▶ [Stored items]

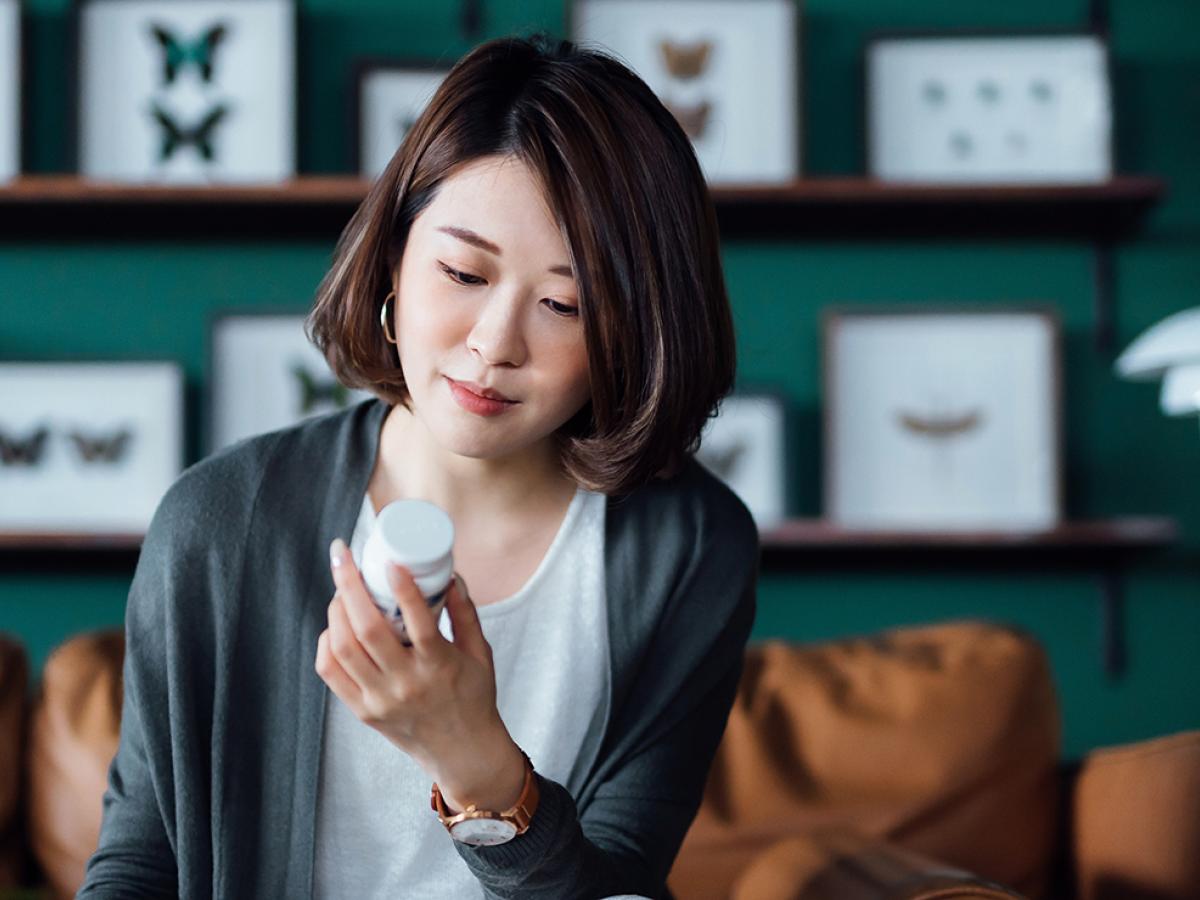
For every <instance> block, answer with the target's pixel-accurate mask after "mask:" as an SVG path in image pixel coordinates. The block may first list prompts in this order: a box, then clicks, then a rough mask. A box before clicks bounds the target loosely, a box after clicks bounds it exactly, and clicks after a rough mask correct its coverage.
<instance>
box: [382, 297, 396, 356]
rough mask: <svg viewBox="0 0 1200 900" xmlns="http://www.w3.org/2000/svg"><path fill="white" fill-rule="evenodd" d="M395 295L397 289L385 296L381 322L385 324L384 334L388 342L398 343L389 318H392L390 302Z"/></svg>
mask: <svg viewBox="0 0 1200 900" xmlns="http://www.w3.org/2000/svg"><path fill="white" fill-rule="evenodd" d="M394 296H396V292H395V290H392V292H391V293H390V294H388V296H385V298H384V300H383V308H382V310H380V311H379V324H380V325H382V326H383V336H384V340H385V341H388V343H396V338H395V337H392V336H391V328H390V326H389V325H388V322H389V319H391V314H390V313H389V312H388V308H389V307H388V304H390V302H391V299H392V298H394Z"/></svg>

▶ [What to do]
Please switch every "rough mask" in these lines to "coarse mask" and reproduce the lines with nothing else changed, leaving out the pictures.

▶ [Your solution]
For every <instance> block, answer with the target's pixel-accurate mask after "mask:" as an SVG path in image pixel coordinates. The block may first list prompts in this order: a box, then clicks, then a coarse mask. A box before clicks bounds the target loosely, a box after clicks bounds it exactly, and clicks after a coarse mask correct its coverage.
<instance>
box: [382, 297, 396, 356]
coarse mask: <svg viewBox="0 0 1200 900" xmlns="http://www.w3.org/2000/svg"><path fill="white" fill-rule="evenodd" d="M395 295L397 289L385 296L381 322L385 324L384 334L388 342L398 343L389 318H392L390 302Z"/></svg>
mask: <svg viewBox="0 0 1200 900" xmlns="http://www.w3.org/2000/svg"><path fill="white" fill-rule="evenodd" d="M394 296H396V292H395V290H392V292H391V293H390V294H388V296H385V298H384V300H383V308H382V310H380V311H379V324H380V325H382V326H383V336H384V340H385V341H388V343H396V338H395V337H392V336H391V328H390V326H389V325H388V322H389V319H391V314H390V313H389V312H388V308H389V307H388V304H390V302H391V299H392V298H394Z"/></svg>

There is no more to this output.